Saved data entries:
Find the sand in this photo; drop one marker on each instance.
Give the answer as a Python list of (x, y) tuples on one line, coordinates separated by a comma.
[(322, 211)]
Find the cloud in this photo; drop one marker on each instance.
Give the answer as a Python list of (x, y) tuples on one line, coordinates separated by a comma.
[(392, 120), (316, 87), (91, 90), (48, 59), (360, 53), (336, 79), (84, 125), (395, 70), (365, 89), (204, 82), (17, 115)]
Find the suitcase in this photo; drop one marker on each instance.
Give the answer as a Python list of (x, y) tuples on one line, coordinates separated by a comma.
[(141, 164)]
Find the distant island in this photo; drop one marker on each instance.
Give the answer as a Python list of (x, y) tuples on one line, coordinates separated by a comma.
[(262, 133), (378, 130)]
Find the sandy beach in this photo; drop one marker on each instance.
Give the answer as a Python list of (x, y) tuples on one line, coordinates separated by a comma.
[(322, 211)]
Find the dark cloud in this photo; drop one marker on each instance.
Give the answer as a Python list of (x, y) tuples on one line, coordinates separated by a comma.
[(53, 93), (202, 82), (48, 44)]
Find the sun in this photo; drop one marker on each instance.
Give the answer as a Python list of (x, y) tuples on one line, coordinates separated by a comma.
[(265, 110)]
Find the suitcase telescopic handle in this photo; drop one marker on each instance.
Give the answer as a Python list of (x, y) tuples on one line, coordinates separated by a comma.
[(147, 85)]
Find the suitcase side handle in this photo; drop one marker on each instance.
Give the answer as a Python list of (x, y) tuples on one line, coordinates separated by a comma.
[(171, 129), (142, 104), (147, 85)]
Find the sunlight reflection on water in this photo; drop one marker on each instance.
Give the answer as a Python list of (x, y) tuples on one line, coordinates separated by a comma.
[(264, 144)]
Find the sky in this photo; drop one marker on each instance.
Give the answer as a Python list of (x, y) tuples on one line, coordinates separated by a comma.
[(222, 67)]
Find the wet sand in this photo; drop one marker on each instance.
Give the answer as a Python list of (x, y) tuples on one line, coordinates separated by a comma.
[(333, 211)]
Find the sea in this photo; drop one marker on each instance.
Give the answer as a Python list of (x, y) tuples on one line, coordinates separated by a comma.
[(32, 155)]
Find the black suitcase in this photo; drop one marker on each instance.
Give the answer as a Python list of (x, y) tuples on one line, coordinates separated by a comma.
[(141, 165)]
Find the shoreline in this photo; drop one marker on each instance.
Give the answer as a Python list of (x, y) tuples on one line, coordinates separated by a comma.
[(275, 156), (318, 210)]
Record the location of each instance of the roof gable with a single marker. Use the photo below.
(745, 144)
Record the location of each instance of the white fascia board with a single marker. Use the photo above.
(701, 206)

Problem to solve: Once you have read the records, repeat them all exactly.

Written answer:
Find the sand in this photo; drop one marker on each instance.
Give the answer as a Python list of (x, y) tuples on one line, coordinates separated by a comma.
[(322, 211)]
Find the cloud in this photo; drop one marker on each instance.
Give the answer as a Python list of (x, y) tuples on one line, coordinates separated by a comma.
[(392, 120), (316, 87), (91, 90), (48, 59), (360, 53), (336, 79), (84, 125), (395, 70), (365, 89), (204, 82), (17, 115)]
Find the suitcase in this photo; drop one marker on each instance.
Give the answer as a Python list of (x, y) tuples on one line, coordinates separated by a comma.
[(141, 164)]
Find the distant island in this photo; drop one marker on each instance.
Give the answer as a Python list of (x, y) tuples on one line, coordinates separated by a comma.
[(262, 133), (378, 130)]
Find the sandy beach in this photo; drop one marker on each instance.
Give the answer as a Python list of (x, y) tuples on one line, coordinates separated by a comma.
[(322, 211)]
Find the dark cloud in this photo; drop one marker on each instance.
Give the answer as a Python list of (x, y) tuples on one line, coordinates separated by a comma.
[(53, 93), (202, 82), (48, 44)]
Find the sun in this photo; drop one marker on each instance.
Give the answer as a Python list of (x, y) tuples on one line, coordinates separated by a comma.
[(265, 110)]
Find the suitcase telescopic handle in this photo; drop one marker on each instance.
Give the answer as a Python list of (x, y) tuples on one line, coordinates separated by a comma.
[(147, 85)]
Find the suitcase side handle in this photo; drop one marker on each instance.
Give the answer as a Python list of (x, y) tuples on one line, coordinates separated by a comma.
[(171, 129), (142, 104), (147, 85)]
Find the sunlight reflection on water in this photo; drop one marker on each instance.
Give the answer as a Python list of (x, y) tuples on one line, coordinates separated by a comma.
[(264, 144)]
Find the sky in this photo; drop one marker on each instance.
Give the answer as a Python list of (x, y) tuples on one line, coordinates separated by a comma.
[(222, 67)]
Find the wet sand in this photo; drop one marker on each instance.
Give the answer as a Python list of (x, y) tuples on one line, coordinates separated by a comma.
[(333, 211)]
Find the sea in this photo; drop one marker on each instance.
Give the answer as a Python list of (x, y) tuples on one line, coordinates separated by a comma.
[(32, 155)]
Find the black suitcase in this photo; drop one marker on each instance.
Give the answer as a Python list of (x, y) tuples on one line, coordinates separated by a comma.
[(141, 165)]
Find the shoreline in this photo; drop one marker on each instance.
Give the answer as a Python list of (x, y) tuples on one line, coordinates separated by a comma.
[(275, 156), (318, 210)]
Record the location of each instance of the roof gable with a single marker. Use the photo below.
(745, 144)
Record the location of each instance of the white fascia board with a single marker. Use the photo above.
(701, 206)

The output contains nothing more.